Page text:
You think that didn't occur to me before posting here? This isn't the only forum where I've sought the info.


----------



## dancebert (Jun 4, 2015)

I'm still left with 2 questions, answerable by anyone who was not a resident of the EU when issued a residence visa by a Portuguese consulate. How long after the date of issue was it before the valid period of the visa began, and what was the duration of the valid period? In other words, what was the time window during which the visa be used to get the 4 months in Portugal?


----------



## Italia-Mx (Jan 14, 2009)

They will tell you that when you apply for the visa. It depends on your circumstances and what they want to give you. It may not be the same for everyone. The consulate can use it's discretion as to: 1. Approve the visa and 2. How much time to give you.


----------



## dancebert (Jun 4, 2015)

Another off topic response I'm seeking an answer, so:



dancebert said:


> I'm still left with 2 questions, answerable by anyone who was not a resident of the EU when issued a residence visa by a Portuguese consulate. How long after the date of issue was it before the valid period of the visa began, and what was the duration of the valid period? In other words, what was the time window during which the visa be used to get the 4 months in Portugal?


----------



## Naaling (Apr 9, 2015)

Material provided:
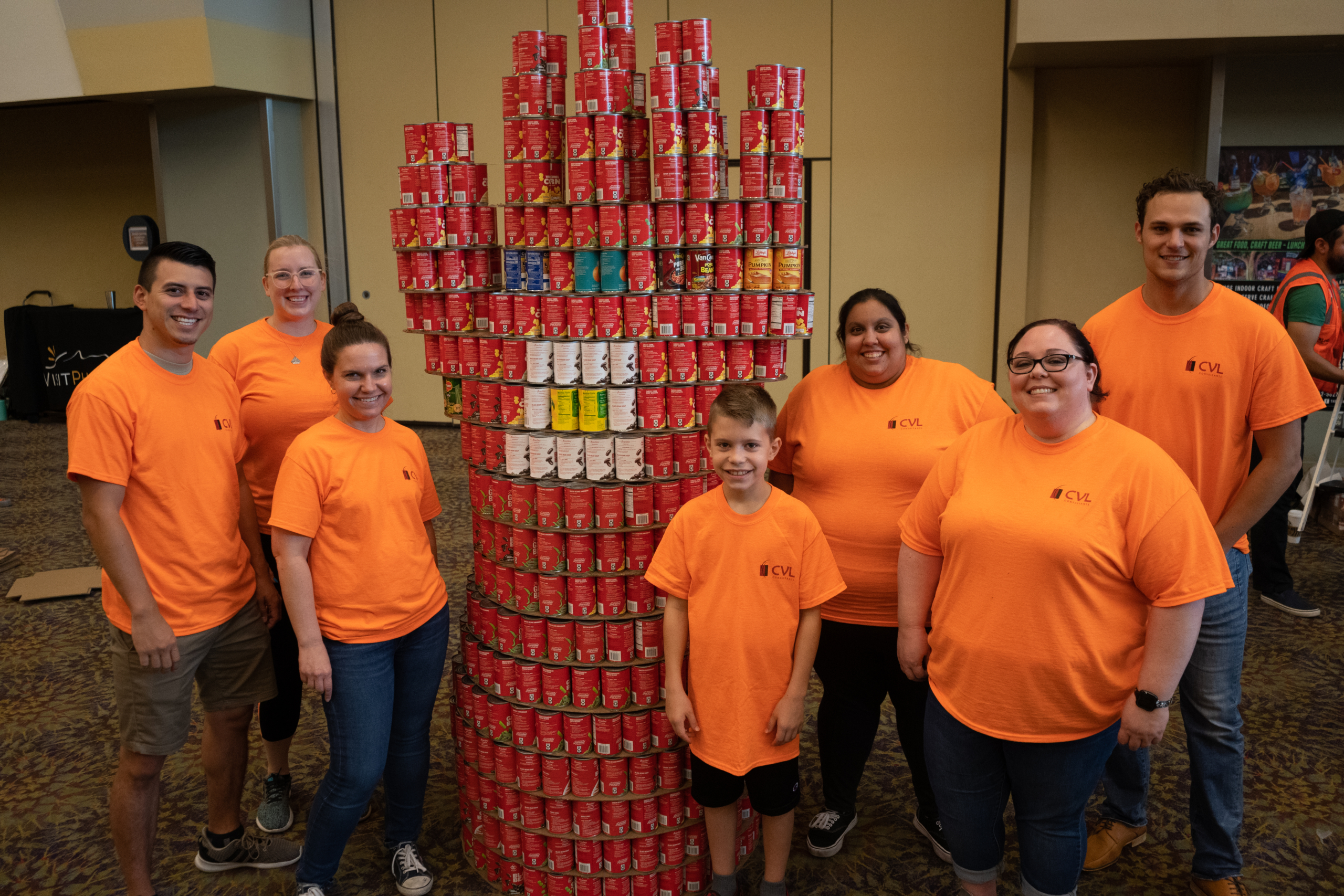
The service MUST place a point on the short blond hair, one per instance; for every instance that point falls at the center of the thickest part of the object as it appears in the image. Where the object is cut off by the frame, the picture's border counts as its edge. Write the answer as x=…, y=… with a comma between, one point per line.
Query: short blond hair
x=284, y=242
x=747, y=405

Task requirements:
1. Do the following statements agree with the forum thread about the Portuguese residence visa? For each, answer yes or no and quote the words of the thread that decide it.
(a) Italia-Mx says the consulate decides how much time to give the applicant.
(b) dancebert says this forum is the only place where they have looked for the information.
(c) dancebert wants answers from people who were EU residents when the visa was issued.
2. In the visa thread, how long does dancebert want to use the visa to stay in Portugal?
3. Please write the next part of the forum thread about the Portuguese residence visa, picking up right after its last line.

Responses for each task:
1.
(a) Yes: "The consulate can use it's discretion as to: 1. Approve the visa and 2. How much time to give you."
(b) No: "This isn't the only forum where I've sought the info."
(c) No: "answerable by anyone who was not a resident of the EU when issued a residence visa by a Portuguese consulate"

2. 4 months.

3.
dancebert said:


> Another off topic response I'm seeking an answer, so:


These "off topic responses" are coming from people who are trying to understand your problem and help you. A bit of gratitude wouldn't go astray!


----------



## Italia-Mx (Jan 14, 2009)

If he went to the consulate with that, "I'm seeking an answer" attitude, he'd probably get denied. And I really have to wonder how many visas he's actually been granted from other consulates.


----------



## dancebert (Jun 4, 2015)

Naaling said:


> These "off topic responses" are coming from people who are trying to understand your problem and help you. A bit of gratitude wouldn't go astray!


Trying to help is different than helping. Answer my questions and I'll shower you with gratitude.


----------



## Naaling (Apr 9, 2015)

dancebert said:


> Trying to help is different than helping. Answer my questions and I'll shower you with gratitude.


All I can say is, good luck with that attitude


----------



## ByronPSmith (Jun 24, 2017)

The day you enter Portugal your 4 months starts. Question answered.


----------



## dancebert (Jun 4, 2015)

ByronPSmith said:


> The day you enter Portugal your 4 months starts. Question answered.


Nope. Not even close. Two pages is a lot of reading for some, but you could have found the questions in 4 places:

http://www.expatforum.com/expats/po...residence-visa-valid-period.html#post13533370

http://www.expatforum.com/expats/po...residence-visa-valid-period.html#post13541722

http://www.expatforum.com/expats/po...residence-visa-valid-period.html#post13543578

http://www.expatforum.com/expats/po...sidence-visa-valid-period-2.html#post13546634


----------



## Naaling (Apr 9, 2015)

dancebert said:


> Nope. Not even close. Two pages is a lot of reading for some, but you could have found the questions in 4 places:
> 
> http://www.expatforum.com/expats/po...residence-visa-valid-period.html#post13533370
> 
> ...


This is a DISCUSSION FORUM, not Q&A. 
If you are not prepared to discuss your situation, then what are you doing here?


----------



## Maggy Crawford (Sep 18, 2010)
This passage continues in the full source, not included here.